**WHAT TO DO**.
Select every line of the items below that contains the string "lava", and copy each such line out. Case counts.

Records from a data source
──────
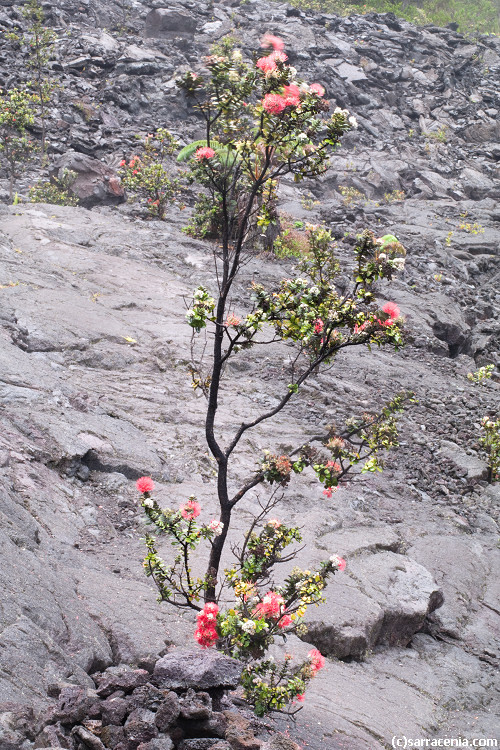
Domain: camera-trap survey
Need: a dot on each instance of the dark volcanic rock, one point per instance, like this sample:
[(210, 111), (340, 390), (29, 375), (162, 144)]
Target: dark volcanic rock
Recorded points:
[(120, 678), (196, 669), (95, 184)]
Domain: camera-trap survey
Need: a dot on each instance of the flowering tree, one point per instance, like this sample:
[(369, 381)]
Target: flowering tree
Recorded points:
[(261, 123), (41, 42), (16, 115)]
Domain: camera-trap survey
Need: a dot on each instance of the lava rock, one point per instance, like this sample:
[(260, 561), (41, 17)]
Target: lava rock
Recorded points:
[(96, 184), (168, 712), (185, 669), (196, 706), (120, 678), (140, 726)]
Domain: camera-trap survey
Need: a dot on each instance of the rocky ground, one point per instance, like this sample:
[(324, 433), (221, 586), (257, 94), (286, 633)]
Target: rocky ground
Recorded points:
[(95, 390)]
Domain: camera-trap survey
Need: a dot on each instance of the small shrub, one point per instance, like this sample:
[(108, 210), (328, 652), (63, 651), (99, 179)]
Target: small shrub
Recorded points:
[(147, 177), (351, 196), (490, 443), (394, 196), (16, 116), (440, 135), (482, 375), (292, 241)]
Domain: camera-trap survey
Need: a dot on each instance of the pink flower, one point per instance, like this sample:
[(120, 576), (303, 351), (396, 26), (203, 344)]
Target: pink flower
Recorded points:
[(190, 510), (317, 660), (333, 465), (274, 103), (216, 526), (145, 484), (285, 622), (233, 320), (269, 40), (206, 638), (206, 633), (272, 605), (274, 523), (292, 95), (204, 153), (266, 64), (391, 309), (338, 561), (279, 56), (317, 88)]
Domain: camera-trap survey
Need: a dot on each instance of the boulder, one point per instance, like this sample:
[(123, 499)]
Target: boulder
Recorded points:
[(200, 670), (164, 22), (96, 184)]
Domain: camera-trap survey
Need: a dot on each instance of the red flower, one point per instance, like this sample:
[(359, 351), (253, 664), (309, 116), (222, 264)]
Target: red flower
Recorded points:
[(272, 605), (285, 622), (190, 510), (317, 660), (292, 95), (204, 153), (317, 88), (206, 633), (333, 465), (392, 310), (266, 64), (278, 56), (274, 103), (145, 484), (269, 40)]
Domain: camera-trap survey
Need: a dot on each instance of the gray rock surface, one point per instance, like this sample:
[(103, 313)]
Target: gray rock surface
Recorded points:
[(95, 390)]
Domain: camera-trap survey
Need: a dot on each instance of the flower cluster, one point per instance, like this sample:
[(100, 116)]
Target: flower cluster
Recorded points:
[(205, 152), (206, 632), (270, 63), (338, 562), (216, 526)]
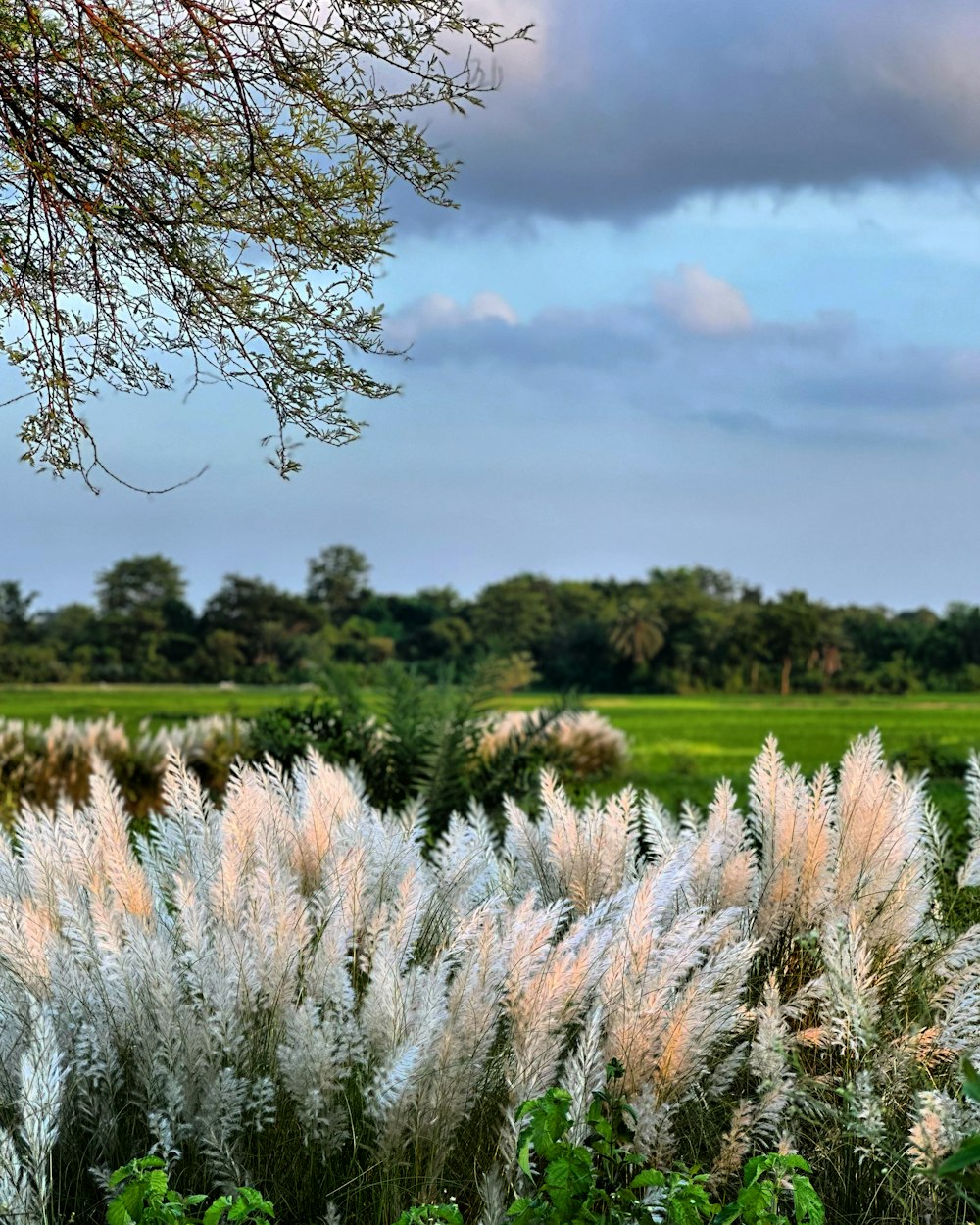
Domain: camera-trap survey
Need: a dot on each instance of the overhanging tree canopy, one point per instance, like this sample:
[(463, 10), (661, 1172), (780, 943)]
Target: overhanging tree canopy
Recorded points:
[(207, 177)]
──────
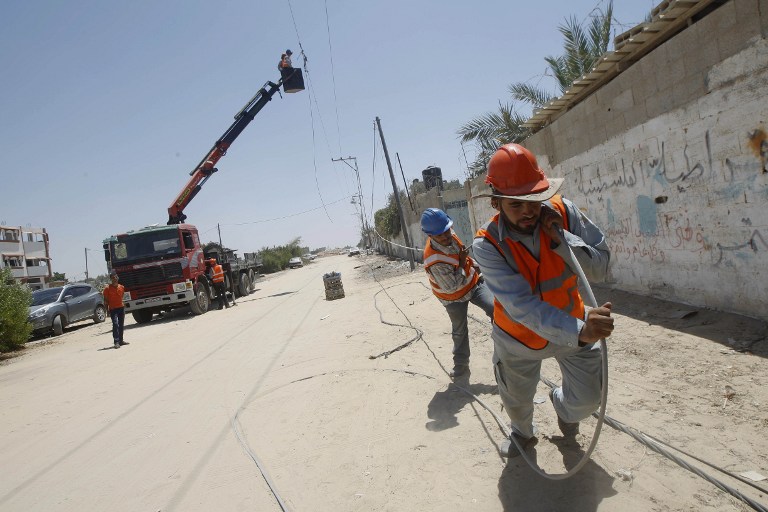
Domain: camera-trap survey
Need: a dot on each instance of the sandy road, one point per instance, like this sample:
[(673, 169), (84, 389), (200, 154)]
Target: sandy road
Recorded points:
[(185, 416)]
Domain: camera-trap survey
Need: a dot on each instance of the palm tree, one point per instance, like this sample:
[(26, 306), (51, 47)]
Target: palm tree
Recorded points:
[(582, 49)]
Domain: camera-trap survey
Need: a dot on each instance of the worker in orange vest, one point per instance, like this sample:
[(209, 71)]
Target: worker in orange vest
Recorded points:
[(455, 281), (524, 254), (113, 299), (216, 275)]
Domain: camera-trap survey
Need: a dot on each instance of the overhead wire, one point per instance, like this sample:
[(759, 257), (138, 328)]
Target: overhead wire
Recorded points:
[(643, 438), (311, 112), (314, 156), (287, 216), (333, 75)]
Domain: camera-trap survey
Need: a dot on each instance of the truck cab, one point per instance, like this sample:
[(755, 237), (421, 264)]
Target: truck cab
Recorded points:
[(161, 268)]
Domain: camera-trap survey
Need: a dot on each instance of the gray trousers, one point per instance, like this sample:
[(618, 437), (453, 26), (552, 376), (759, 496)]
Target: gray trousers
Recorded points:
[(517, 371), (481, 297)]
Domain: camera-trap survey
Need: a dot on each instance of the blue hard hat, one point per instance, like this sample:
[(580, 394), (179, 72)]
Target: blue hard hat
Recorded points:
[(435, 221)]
──────
**TASK RESPONSE**.
Need: a dot on each instance of the lava rock, one point per instance, like this sample:
Target: lava rock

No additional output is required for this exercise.